### EXERCISE BRIEF
Starting with the line containing "Can you see the man's" and going on through the end of the entries, rewrite every line, requests included, and offset each coordinate value in the answers by -113.

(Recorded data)
※ ※ ※

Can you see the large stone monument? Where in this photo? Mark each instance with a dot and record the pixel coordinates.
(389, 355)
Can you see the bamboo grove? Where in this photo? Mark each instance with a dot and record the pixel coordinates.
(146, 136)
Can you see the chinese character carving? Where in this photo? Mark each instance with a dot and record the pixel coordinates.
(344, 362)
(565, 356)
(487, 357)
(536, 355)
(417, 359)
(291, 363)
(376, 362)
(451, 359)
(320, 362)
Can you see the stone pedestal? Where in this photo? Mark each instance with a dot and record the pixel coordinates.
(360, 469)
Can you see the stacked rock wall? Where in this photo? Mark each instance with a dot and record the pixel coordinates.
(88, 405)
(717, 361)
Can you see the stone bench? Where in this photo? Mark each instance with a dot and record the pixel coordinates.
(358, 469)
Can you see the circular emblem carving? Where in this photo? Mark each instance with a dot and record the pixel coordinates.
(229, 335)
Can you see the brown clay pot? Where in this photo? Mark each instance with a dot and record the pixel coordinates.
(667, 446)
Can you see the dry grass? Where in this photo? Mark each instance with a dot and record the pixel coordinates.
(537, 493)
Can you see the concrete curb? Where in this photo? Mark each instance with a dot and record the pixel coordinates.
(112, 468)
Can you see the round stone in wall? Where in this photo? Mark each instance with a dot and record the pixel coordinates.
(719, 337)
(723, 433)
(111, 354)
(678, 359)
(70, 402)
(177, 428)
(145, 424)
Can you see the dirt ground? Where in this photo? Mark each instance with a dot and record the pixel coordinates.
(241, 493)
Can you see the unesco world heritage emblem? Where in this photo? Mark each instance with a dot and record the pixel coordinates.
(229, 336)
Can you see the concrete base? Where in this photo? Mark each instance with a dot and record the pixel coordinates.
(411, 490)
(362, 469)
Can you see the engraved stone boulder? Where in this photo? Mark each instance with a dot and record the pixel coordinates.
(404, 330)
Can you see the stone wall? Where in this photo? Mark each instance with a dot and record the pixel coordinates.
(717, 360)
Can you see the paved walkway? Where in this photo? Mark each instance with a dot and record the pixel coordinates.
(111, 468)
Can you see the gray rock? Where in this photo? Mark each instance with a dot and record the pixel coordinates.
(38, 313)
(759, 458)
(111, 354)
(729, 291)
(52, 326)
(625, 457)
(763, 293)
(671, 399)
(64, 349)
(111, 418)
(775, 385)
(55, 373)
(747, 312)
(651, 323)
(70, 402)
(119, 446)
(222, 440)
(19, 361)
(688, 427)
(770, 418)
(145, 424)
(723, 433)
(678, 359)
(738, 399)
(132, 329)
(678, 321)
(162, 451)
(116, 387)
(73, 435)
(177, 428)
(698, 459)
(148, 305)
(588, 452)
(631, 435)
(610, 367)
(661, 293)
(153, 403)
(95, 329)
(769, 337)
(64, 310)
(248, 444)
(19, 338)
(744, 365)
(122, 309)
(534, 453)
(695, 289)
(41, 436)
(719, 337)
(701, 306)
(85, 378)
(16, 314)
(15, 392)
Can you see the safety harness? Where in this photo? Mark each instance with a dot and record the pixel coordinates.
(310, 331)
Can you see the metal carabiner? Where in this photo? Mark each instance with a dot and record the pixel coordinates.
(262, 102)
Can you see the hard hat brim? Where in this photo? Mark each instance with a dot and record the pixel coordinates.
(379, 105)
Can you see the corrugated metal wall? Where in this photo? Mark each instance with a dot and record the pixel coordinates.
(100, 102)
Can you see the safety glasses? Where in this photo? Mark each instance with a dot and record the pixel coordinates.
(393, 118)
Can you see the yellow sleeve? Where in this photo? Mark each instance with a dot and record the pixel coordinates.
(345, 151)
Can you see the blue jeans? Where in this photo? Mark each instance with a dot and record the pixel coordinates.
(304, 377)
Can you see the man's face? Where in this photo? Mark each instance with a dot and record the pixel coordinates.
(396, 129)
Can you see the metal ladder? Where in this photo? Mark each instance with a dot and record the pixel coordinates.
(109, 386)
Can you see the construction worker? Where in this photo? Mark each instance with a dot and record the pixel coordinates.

※ ※ ※

### CORRECT RESULT
Can you see the man's face? Where in this photo? Mark each instance with a dot and record the pixel coordinates.
(283, 16)
Can you see the metal ladder? Where in this photo? Mark each instance with a dot and record the pixel coordinates.
(-4, 273)
Can you see the construction worker? Where in this photo? Mark each instance with a dot and record the pixel coordinates.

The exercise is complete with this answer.